▶ _QUOTED PASSAGE_
Oh fuck off. This isn't red tape, this is the law doing exactly what it's
supposed to: protecting public safety and people's access to an essential
service.

I'd love to see this principal bleating about "red tape" to the coroner after
one of her students is hit by a car out the front of the school, and dies
because nobody can call an ambulance.

(Well, no, I'm glad that this nonsense is being nipped in the bud before
something awful like that happens, but that's exactly the scenario this idiot
is setting herself up for.)

------
edent
Even if they did manage to block 3G, 4G, and WiFi - it's almost impossible to
block Bluetooth. Hey-presto, P2P communication which is impossible to
effectively monitor.

Oh, and trust the The Telegraph go with the archaic term "headmistress" \- the
term preferred by most people in education is "headteacher". Take a look at
the school's own website - [http://www.wensleydale.n-yorks.sch.uk/Our-
School/The-Governi...](http://www.wensleydale.n-yorks.sch.uk/Our-School/The-
Governing-Body)

------
sgift
Well, now she will have to use alternatives like .. more interesting lessons.
Or taking smartphones at the start of class, that could work too.

▶ _THE INPUT_
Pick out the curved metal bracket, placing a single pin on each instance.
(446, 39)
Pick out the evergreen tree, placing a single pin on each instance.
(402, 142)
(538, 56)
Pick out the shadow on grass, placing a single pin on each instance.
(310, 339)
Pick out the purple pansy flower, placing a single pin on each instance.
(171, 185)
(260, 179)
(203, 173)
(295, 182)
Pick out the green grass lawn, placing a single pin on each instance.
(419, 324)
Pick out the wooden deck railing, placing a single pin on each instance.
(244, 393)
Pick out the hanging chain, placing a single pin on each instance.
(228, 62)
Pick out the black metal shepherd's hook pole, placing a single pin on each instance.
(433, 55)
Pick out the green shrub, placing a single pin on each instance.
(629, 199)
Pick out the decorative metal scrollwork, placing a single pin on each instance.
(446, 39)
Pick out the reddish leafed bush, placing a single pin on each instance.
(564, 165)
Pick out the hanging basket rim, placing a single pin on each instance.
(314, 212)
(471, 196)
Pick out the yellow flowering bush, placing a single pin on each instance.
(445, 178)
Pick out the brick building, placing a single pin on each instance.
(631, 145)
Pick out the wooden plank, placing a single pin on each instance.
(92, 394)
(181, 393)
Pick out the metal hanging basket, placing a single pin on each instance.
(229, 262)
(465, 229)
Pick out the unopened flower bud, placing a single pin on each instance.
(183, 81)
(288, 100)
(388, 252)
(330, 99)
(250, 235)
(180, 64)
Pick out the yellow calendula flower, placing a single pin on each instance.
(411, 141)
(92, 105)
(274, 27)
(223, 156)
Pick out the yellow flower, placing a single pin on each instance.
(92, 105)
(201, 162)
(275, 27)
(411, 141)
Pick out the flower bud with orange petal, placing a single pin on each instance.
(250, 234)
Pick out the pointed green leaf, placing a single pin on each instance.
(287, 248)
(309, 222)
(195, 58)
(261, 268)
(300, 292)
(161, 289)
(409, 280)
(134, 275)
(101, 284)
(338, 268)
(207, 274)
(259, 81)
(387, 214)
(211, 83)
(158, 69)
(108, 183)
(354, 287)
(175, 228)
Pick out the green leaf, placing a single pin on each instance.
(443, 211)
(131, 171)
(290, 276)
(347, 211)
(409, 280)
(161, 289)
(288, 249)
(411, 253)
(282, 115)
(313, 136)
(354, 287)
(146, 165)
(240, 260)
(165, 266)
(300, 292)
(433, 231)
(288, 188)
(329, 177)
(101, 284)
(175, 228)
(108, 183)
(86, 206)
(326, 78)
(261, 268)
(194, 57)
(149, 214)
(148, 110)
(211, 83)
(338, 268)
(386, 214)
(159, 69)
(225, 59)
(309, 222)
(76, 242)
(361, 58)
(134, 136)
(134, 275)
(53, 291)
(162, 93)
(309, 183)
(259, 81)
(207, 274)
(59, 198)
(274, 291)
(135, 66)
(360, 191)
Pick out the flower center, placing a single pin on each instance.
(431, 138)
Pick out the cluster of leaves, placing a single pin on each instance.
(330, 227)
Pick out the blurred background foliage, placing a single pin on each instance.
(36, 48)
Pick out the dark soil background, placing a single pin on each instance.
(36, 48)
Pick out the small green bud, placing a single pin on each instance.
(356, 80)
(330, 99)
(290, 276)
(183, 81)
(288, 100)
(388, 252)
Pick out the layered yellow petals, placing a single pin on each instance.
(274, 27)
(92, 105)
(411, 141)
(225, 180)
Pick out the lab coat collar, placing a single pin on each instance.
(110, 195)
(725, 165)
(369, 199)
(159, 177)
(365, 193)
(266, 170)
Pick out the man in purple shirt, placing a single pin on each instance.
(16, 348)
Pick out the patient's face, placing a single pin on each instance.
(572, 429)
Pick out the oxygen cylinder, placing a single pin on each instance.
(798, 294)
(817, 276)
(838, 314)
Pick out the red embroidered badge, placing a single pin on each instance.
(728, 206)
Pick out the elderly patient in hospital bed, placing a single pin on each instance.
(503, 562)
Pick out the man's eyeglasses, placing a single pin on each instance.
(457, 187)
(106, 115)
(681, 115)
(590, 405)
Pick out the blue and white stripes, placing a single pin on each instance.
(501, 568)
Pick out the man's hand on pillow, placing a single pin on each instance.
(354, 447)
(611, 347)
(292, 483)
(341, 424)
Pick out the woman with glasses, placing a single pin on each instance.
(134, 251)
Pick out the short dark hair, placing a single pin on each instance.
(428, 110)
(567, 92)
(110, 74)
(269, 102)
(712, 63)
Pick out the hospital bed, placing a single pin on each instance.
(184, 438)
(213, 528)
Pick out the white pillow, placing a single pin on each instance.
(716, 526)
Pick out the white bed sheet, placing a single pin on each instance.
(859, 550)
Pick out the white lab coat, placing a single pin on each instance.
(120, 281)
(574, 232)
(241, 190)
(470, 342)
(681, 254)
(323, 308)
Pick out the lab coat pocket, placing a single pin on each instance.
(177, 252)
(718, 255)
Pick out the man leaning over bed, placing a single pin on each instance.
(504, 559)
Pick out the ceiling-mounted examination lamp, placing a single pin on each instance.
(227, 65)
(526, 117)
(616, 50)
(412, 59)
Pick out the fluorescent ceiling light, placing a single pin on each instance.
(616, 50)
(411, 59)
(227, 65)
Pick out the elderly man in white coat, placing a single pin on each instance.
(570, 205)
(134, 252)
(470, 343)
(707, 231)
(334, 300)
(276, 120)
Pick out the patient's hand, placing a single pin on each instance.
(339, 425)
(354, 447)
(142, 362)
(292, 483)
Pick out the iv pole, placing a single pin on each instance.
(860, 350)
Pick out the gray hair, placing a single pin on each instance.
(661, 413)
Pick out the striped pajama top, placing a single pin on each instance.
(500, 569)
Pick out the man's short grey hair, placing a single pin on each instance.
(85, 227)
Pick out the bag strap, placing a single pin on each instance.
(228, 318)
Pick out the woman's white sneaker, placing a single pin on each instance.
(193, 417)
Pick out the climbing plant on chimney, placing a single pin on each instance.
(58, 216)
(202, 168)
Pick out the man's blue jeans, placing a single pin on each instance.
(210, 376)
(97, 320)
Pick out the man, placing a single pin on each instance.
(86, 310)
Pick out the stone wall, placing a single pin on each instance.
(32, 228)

* * *

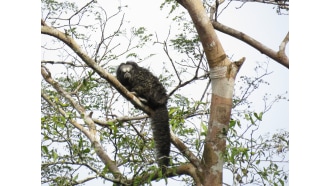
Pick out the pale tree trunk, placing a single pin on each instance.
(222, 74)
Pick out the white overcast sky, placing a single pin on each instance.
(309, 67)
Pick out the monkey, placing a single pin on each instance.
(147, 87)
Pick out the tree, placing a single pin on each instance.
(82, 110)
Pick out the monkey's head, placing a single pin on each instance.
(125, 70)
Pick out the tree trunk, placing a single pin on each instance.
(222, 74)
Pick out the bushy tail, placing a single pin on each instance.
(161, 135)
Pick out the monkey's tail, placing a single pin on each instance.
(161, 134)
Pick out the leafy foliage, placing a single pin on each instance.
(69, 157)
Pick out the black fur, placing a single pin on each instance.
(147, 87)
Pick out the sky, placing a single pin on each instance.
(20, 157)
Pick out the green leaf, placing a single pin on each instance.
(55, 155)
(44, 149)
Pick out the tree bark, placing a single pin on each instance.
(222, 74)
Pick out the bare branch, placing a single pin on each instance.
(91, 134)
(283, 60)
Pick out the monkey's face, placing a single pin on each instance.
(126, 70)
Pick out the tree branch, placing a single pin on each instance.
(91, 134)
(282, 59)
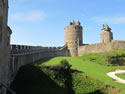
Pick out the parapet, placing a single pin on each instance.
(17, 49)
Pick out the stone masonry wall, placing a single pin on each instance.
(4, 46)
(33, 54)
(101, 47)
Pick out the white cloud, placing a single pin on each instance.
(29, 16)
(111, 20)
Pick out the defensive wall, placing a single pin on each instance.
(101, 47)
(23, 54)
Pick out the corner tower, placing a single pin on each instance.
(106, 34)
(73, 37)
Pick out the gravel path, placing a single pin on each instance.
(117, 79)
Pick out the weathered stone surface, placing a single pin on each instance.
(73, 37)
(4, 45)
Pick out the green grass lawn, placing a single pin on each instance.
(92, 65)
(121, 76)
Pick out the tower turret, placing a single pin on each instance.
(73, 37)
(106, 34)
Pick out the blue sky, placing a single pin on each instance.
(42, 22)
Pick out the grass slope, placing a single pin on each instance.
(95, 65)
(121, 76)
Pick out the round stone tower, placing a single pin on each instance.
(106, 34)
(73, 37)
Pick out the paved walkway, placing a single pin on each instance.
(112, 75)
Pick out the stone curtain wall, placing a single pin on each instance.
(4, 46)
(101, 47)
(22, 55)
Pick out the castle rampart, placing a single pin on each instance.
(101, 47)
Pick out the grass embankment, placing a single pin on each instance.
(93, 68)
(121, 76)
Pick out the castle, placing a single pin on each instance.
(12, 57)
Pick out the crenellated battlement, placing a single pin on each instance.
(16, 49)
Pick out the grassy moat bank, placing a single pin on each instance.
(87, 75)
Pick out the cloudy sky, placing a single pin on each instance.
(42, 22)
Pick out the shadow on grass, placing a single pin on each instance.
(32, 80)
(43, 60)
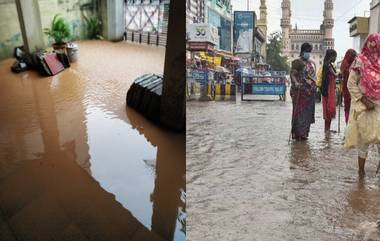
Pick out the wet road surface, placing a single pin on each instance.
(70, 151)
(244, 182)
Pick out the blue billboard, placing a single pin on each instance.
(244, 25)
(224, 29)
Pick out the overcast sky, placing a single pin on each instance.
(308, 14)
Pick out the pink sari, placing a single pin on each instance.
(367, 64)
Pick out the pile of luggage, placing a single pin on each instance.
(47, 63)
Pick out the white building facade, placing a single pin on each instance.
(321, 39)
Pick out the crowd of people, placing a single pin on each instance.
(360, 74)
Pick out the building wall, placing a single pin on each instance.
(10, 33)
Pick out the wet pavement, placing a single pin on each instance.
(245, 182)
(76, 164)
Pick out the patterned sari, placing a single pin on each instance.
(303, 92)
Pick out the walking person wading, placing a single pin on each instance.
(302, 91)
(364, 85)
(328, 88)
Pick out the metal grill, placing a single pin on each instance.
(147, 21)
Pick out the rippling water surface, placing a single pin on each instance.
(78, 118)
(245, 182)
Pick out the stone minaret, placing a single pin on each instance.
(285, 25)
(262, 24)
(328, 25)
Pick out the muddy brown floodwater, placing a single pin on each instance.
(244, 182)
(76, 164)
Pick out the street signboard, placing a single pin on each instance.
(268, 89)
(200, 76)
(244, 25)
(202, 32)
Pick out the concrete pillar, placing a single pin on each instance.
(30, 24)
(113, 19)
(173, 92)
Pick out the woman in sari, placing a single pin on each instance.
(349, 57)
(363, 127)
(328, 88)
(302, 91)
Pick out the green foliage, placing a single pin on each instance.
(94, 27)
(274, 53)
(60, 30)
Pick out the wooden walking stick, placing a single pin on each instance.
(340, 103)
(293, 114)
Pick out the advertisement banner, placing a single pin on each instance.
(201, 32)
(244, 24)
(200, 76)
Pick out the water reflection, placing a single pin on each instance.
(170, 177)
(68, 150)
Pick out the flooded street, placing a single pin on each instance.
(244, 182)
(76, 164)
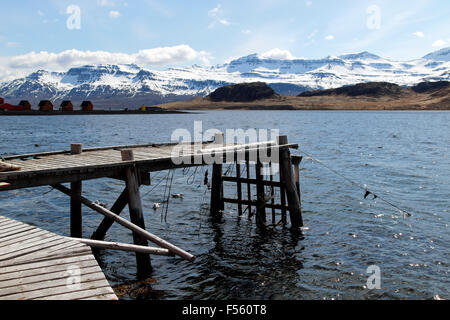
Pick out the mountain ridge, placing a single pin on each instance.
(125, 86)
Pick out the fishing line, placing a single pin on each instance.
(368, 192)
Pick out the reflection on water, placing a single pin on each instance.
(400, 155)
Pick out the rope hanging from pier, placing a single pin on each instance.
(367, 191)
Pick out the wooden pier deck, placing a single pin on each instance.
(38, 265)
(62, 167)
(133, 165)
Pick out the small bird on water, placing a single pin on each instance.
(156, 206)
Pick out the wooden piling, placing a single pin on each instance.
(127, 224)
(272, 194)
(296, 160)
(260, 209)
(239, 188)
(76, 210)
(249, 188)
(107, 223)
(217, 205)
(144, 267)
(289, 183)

▶ _EXERCISES TO COMPLETE_
1/ Sum up the forum thread in three sentences.
2/ From the rows, pick out every line that contains the string "yellow", treating case as significant.
The text and the rows have no connection to each other.

▶ _TASK RESULTS_
1/ One commenter argues that the law is not red tape but is protecting public safety and access to an essential service, and pictures the principal facing a coroner after a student is hit by a car and dies because nobody can call an ambulance. Another says that even if 3G, 4G and WiFi were blocked, Bluetooth is almost impossible to block and allows peer-to-peer communication that cannot effectively be monitored; this commenter also objects to The Telegraph using "headmistress" instead of "headteacher." A third suggests more interesting lessons or taking smartphones at the start of class as alternatives.

2/
Pick out the yellow flowering bush, placing a single pin on each instance.
Pick out the yellow calendula flower, placing a single pin on each instance.
Pick out the yellow flower, placing a single pin on each instance.
Pick out the layered yellow petals, placing a single pin on each instance.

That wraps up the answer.